- Input for this task
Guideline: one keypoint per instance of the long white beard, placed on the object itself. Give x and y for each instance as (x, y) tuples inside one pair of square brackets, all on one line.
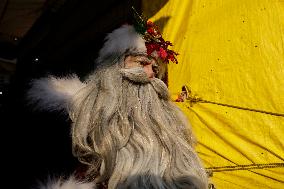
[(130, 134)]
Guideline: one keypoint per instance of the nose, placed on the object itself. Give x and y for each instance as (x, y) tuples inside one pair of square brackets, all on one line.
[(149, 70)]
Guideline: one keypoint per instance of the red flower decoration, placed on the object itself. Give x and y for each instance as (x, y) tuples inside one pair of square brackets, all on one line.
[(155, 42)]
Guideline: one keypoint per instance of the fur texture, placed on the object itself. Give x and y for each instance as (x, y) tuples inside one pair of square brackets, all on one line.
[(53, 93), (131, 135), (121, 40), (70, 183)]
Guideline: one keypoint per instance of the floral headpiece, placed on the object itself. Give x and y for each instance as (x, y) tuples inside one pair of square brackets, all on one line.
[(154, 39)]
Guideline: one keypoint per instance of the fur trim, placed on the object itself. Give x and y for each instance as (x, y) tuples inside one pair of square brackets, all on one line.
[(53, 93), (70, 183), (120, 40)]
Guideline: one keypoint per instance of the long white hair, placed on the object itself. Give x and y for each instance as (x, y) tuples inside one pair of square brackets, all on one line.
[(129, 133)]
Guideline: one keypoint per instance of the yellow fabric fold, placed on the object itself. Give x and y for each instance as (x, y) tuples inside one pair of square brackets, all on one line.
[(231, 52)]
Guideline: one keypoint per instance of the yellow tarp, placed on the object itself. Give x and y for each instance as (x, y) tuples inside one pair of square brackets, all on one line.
---
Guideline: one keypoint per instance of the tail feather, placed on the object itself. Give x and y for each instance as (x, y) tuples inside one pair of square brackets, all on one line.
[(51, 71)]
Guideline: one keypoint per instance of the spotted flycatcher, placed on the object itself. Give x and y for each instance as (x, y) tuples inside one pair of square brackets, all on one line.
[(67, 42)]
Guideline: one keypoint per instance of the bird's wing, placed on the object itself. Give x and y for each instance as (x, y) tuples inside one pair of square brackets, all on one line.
* * *
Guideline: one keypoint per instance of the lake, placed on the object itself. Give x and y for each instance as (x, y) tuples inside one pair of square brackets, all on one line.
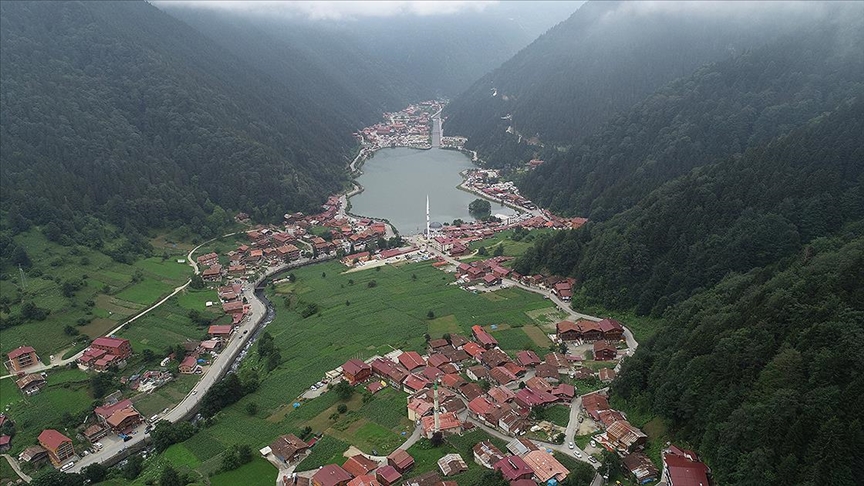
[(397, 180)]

- Exercise requirements
Out of the data above, transcribe exactly and only the lines starting with the line that has "Guideline: one keypoint per instance of the yellow fabric" and going on through the line that has "Guideline: one keypoint per instance of the yellow tarp, placed", both included.

- Solution to the exercise
Guideline: one keypoint per instance of the yellow fabric fold, placed on the object itself. Give x and y for each instance as (x, y) tuples inside one pair of square brackets, all on one line.
[(231, 52)]
Guideline: one keypoint per instance of the yellow tarp, placed on the object itself. Give x and y for each instance as (x, y) tuples inside one pair of square brackets, all on one line.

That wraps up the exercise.